# Source material
-- Begin --

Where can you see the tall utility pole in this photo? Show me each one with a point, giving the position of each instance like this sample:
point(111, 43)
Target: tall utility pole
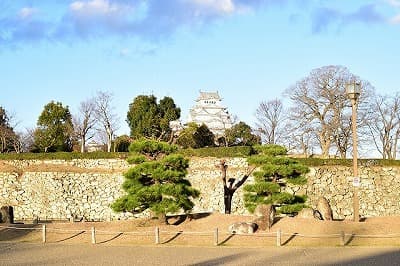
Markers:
point(353, 91)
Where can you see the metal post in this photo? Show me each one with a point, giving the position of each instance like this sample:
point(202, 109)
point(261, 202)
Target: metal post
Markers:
point(356, 204)
point(157, 233)
point(216, 237)
point(279, 238)
point(93, 235)
point(44, 233)
point(342, 238)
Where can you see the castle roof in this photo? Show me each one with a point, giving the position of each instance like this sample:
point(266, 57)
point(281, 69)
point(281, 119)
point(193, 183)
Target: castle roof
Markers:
point(208, 96)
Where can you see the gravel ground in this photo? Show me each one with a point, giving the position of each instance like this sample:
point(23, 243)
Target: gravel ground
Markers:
point(61, 254)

-- End --

# Required work
Reproduce the data above character for character, starting at the line that contains "Where can you see the castle" and continuing through the final line of the data.

# Task result
Where can you see the castle roof in this photo? Show me each one with a point, giving the position of each instance like this sample:
point(266, 57)
point(281, 69)
point(281, 119)
point(193, 183)
Target: castle roof
Markers:
point(208, 96)
Where can you see the gravel ground in this photo? Show me each one with a point, giving the position of each instance like this sample:
point(23, 243)
Target: gravel ground
Markers:
point(61, 254)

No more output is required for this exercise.